#### AIM:
Copy out the records word for word, beginning with the line that contains "Question. For every instance of the climbing" and continuing through the last line of the records.

* * *

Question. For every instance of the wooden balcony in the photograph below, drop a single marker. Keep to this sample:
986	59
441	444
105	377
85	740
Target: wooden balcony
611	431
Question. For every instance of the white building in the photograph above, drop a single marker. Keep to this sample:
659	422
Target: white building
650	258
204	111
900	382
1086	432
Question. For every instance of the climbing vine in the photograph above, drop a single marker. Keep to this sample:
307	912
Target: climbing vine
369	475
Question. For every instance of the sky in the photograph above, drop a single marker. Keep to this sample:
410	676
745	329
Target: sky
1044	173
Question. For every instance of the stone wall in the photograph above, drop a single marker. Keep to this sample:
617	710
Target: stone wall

* * *

#### WORKED ANSWER:
Question. For every instance of the climbing vine in the photograph above, drop a single marker. Keep to this sample:
307	912
Target: climbing vine
369	475
Question. For every instance of the sky in the photograph above, drop a single marker. Keep to this sample:
410	676
745	329
Target: sky
1044	173
Question. For every instance of the stone wall in the photograph above, drop a single marker. Keep to this sample:
617	710
Target: stone wall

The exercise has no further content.